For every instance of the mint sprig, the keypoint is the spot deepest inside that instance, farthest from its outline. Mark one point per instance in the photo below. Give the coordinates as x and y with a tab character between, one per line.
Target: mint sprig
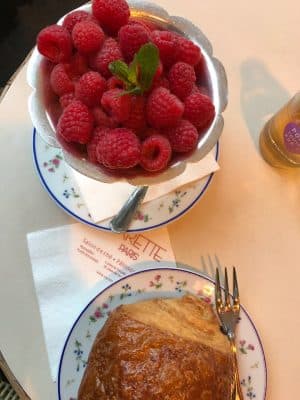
138	76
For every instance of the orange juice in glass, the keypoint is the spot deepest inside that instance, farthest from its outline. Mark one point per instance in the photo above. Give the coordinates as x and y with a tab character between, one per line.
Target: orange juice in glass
280	138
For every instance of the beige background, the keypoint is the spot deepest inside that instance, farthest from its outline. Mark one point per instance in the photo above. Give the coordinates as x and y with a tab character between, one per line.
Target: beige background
250	215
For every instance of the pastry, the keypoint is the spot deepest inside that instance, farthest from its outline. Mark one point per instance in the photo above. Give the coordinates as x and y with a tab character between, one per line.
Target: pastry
160	349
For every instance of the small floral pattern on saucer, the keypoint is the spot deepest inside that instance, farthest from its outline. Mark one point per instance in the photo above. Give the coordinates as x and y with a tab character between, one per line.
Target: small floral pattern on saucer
62	188
146	284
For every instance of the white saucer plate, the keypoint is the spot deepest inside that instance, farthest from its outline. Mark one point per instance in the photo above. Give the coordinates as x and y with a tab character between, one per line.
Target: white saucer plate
61	186
146	284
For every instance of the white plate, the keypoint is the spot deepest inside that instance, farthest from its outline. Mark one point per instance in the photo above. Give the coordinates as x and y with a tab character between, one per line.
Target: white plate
157	282
63	189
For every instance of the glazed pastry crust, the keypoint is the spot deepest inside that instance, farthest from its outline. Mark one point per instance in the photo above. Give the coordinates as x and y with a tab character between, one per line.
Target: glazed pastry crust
162	349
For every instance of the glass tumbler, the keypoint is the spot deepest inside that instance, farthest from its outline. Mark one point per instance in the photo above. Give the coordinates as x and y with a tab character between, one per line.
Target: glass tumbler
280	138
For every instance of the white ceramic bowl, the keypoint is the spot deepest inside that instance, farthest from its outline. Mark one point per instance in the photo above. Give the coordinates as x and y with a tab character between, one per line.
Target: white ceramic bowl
216	85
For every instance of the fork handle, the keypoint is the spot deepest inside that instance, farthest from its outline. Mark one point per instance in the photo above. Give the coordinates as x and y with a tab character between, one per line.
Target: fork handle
238	389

————

**TO DO**
Return, unchanged, the run of lines above that opens with the line containing "For every instance of the white saucer" and closes with the line containing "For every instance of the glass". Include both.

**REPLY**
For every instance of the white saucer plate, the keypoint is the spot deepest inside that instance, farthest from its outline. Mark one point per instance in the photo above. Give the coordinates as x and y with a tab character between, one per line.
Target: white saucer plate
61	186
146	284
For every instance of the white plate, the keypoint is the spot deepest inside that instance, farthest from its outline. Mark one point per instance in the photo above. Give the coordinates as x and y with a tab character between, one per line.
Target: white plate
157	282
63	189
For every instance of the glazed pastry crust, the keypoint is the spot deepest inside that instance, farthest from its outline. Mark one point per instance in the photo above. Give the coordinates as x and y with a tab character between, one per line.
Target: glazed pastry crust
162	349
For every instance of the glass tumbler, the keypoint is the spot deepest inside that instance, farthest from its outline. Mark one point per instance in the photo above. Give the coordinates as x and y with a tab character between, one per line.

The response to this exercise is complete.